[Aufgabenstellung]:
#1 Welche drei Eigenschaften nennt der Bericht über den Familienbesuch in Kuba für die kubanischen Kaffees?
#2 Schreibe den Bericht über den Familienbesuch in Kuba im Anschluss an seinen letzten Satz weiter.

Danach brachen wir zum ersten Familienbesuch auf. Wir fuhren zu dem Bruder meiner Oma, den auch mein Vati sehr lange nicht gesehen hatte. In dem Haus wohnten früher die Großeltern meines Vatis mütterlicherseits, daher ruft das Haus bei ihm viele Kindheitserinnerungen hervor, von denen er uns immer erzählt. Da wir keine Telefonnummer hatten, konnten wir uns nicht vorher ankündigen und so wurde es ein kleiner Überraschungsbesuch. Mein Onkel und seine Frau freuten sich sehr und es gab den ersten von vielen kubanischen Kaffes an diesem und den nächsten Tagen, als Zeichen der Gastfreundschaft. Diese sind klein, stark und mit viel Zucker. Und da Chris immer meinen mittrinken musste, war er an diesem Tag mit Sicherheit doppelt hellwach. Wir tauschten ein wenig Neuigkeiten aus, schauten uns Bilder an und versuchten unseren Familienstammbaum mit Namen, Geburts- und Sterbedatum zu vervollständigen. Dies war auch eine kleine Mission dieses Kubabesuches, eben auf der Suche nach den eigenen Wurzeln.

Anschließend fuhren wir zum Haus meines Opas in Páraga, in dem mein Vater aufgewachsen ist und meine Eltern in den 80ern noch vier Jahre mit meinem Bruder und fünf weiteren Familienmitgliedern gewohnt haben. Jetzt wohnt in dem Haus der Mann meiner Tante (welche in Miami ist) mit seiner Mutter. Es war etwas eigenartig, das Haus zu besuchen, ohne dass mein Opa da war und irgendwie kam es mir auch viel kleiner vor, als ich es aus meiner Kindheit in Erinnerung hatte. Wir schlenderten durch die Zimmer und den Hof und ich sah förmlich meinen Opa im Schaukelstuhl sitzen und Zeitung lesen. Vom Dach aus hat man einen guten Blick auf ganz Páraga und bis zum Zentrum von Havanna, da das Viertel auf einem Hügel liegt. Leider gab es viele Bäume, die wir von früher kannten, nicht mehr, da sie von diversen schweren Stürmen beschädigt wurden.

[Erfasste Datensätze]:
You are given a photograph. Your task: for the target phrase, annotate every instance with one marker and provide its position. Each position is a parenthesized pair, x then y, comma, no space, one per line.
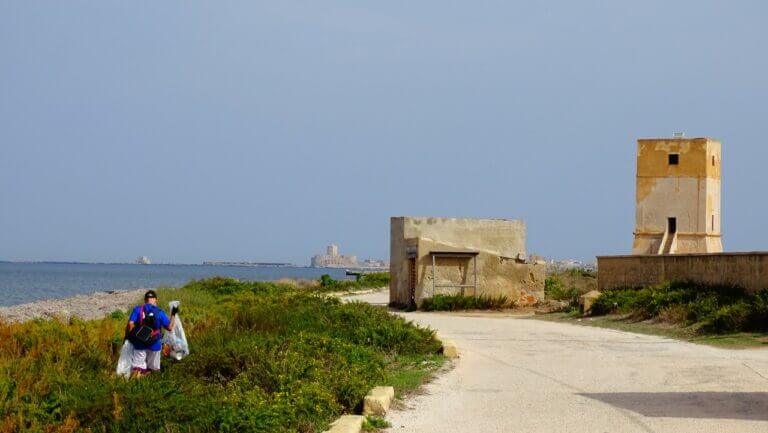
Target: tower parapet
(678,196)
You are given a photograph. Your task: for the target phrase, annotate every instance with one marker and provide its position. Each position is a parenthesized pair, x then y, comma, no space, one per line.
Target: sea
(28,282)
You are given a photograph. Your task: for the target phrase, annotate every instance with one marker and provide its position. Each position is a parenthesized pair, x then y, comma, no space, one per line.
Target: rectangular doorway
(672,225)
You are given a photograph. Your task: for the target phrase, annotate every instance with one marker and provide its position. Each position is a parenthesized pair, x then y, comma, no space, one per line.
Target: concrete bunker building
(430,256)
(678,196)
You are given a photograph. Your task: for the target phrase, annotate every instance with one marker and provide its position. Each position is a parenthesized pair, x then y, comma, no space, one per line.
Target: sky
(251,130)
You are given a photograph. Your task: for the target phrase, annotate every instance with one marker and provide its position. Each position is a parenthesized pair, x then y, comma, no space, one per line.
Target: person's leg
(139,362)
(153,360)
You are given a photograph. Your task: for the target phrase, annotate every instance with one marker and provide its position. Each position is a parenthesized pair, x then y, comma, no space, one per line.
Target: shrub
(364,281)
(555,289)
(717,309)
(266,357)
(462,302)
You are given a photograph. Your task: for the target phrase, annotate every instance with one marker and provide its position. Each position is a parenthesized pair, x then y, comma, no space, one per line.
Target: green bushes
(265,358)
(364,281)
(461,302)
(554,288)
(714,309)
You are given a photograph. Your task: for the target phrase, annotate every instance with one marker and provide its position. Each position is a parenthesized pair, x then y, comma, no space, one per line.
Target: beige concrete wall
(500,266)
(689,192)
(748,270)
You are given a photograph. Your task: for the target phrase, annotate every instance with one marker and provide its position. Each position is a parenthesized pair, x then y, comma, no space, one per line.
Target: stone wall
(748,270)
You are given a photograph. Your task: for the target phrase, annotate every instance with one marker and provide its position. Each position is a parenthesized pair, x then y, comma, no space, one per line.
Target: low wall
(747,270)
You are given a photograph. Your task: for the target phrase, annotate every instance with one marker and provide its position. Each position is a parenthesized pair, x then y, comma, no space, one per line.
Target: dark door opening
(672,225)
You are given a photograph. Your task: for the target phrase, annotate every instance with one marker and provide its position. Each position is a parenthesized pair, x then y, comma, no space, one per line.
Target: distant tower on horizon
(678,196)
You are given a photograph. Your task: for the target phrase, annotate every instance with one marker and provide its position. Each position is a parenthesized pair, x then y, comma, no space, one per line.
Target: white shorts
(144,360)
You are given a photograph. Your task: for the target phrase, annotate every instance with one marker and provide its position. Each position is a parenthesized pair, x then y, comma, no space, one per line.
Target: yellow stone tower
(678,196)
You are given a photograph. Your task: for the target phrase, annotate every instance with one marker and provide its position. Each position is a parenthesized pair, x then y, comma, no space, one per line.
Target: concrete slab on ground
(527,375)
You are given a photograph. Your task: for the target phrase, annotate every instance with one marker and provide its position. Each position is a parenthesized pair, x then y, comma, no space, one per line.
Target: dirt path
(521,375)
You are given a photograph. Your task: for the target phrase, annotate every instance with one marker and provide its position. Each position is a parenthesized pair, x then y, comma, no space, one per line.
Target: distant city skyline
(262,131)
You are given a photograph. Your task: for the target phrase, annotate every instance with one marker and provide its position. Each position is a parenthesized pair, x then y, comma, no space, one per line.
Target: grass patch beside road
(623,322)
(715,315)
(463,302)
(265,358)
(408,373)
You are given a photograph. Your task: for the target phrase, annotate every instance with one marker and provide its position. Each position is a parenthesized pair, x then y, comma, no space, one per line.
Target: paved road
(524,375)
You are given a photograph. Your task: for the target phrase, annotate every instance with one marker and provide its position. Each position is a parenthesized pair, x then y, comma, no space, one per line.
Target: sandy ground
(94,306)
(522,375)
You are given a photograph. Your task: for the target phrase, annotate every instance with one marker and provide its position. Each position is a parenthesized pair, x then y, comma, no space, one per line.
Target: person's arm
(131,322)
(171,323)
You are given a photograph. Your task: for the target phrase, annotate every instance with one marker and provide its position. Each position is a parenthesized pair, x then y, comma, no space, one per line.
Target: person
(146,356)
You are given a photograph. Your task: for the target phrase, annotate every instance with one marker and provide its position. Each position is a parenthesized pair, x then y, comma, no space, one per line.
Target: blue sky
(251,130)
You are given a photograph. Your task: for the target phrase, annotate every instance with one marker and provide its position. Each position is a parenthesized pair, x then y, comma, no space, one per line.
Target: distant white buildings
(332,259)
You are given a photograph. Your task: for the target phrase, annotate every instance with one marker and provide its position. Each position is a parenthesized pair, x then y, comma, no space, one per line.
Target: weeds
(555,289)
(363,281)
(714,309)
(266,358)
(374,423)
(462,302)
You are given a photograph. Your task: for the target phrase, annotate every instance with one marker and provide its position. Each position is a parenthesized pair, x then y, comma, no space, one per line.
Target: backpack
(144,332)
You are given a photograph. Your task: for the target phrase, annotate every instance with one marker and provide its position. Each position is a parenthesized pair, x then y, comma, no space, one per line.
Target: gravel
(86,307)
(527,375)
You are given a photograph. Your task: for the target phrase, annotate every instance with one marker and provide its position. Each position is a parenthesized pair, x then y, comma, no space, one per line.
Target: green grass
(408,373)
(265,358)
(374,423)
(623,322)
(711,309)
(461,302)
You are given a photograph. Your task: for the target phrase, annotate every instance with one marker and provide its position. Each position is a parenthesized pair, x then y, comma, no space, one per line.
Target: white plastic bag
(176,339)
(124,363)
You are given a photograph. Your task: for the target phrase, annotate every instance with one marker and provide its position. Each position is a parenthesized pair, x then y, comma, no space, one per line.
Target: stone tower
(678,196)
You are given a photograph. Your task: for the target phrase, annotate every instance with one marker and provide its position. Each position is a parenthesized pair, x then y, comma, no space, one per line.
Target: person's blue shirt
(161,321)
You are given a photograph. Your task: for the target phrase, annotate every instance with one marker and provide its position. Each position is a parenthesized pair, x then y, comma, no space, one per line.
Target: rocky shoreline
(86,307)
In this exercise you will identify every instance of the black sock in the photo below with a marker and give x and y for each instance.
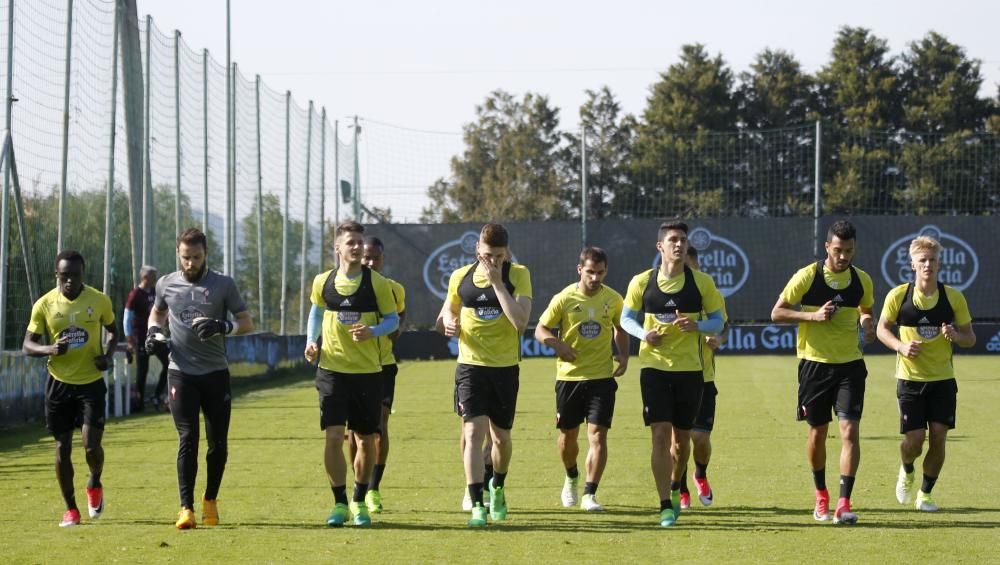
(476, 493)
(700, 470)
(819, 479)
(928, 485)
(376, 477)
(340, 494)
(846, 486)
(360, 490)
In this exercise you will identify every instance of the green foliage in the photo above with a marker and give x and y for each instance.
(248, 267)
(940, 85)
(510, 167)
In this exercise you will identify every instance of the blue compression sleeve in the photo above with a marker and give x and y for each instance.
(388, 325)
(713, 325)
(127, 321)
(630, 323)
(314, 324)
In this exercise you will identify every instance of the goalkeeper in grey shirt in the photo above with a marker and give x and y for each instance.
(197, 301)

[Die Antworten]:
#1 Sie sind klein, stark und mit viel Zucker.

#2
Im Anschluss fuhren wir mit meinem Onkel weiter zum Cousin meines Vatis und seiner Frau, bei denen wir zum Mittagessen eingeladen waren. Der Empfang war sehr herzlich und es stand auch gleich eine Flasche Guarapo (Saft aus gepresstem Zuckerrohr) für uns bereit, worüber ich ganz begeistert war, da ich schon befürchtete, dass es die falsche Zeit dafür wäre. Außerdem wurden wir mit frischem Guayaba-Saft verwöhnt, der so süß und lecker war, dass Chris und Vati davon gar nicht genug bekommen konnten. Vor dem Essen haben wir meinem Onkel dann noch als kleines Geschenk ein Set mit Drechselwerkzeug überreicht, das mein Bruder besorgt hatte, weil wir wussten, dass er viele Holzarbeiten macht. Darüber hat er sich riesig gefreut und immer wieder betont, wie toll das Geschenk ist. Er zeigte uns seine kleine Werkstadt. Wir sahen Not macht erfinderisch, da er viele Werkzeuge und sogar eine ganze Werkbank mit Kreissäge selbst gebaut hat. Dann wurde das Essen aufgetischt: Schweinefleisch mit Congrí und frittiertem Boniato (Süßkartoffel) und zum Nachtisch Flan (eine Art Karamell-Pudding). Meine beiden Onkel haben alles getan, um uns zu helfen und es uns so angenehm wie möglich zu machen. Sie haben uns sogar eine Sim-Karte fürs Handy geholt, sodass wir hier telefonieren können und tatsächlich sogar (meistens) Internet haben. Als wir erwähnten, dass wir ganz am Ende noch keine Übernachtung haben, weil aus dem eigentlichen Nachtbus zurück nach Havanna doch eine Tagesfahrt geworden ist, boten sie uns gleich an, dass wir bei Ihnen übernachten können. Wir saßen noch eine ganze Weile gemütlich auf der wunderschönen Veranda mit vielen blühenden exotischen Pflanzen, bevor wir dann weiter zu einer Cousine meines Vatis gefahren sind, mit üblichem Ablauf: Kaffeetrinkern, Fotos anschauen, Neuigkeiten austauschen, Stammbaum vervollständigen. Chris fällt immer als der große Deutsche auf und wenn wir sagen, dass wir ein bisschen Spanisch sprechen, wird gleich im Affenzahn auf uns eingeredet, aber das ist wohl die beste Übung.

Nach den ganzen Familienbesuchen wollten wir gegen frühen Abend aber doch noch ein bisschen was von Havanna sehen und sind deshalb zu el Morro gefahren: eine Festung mit Wehranlage und Leuchtturm an der Küste. Da die Sonne schon am untergehen war, gab es ein besonderes Licht und man konnte einen schönen Ausblick auf Havanna und den Malecon genießen.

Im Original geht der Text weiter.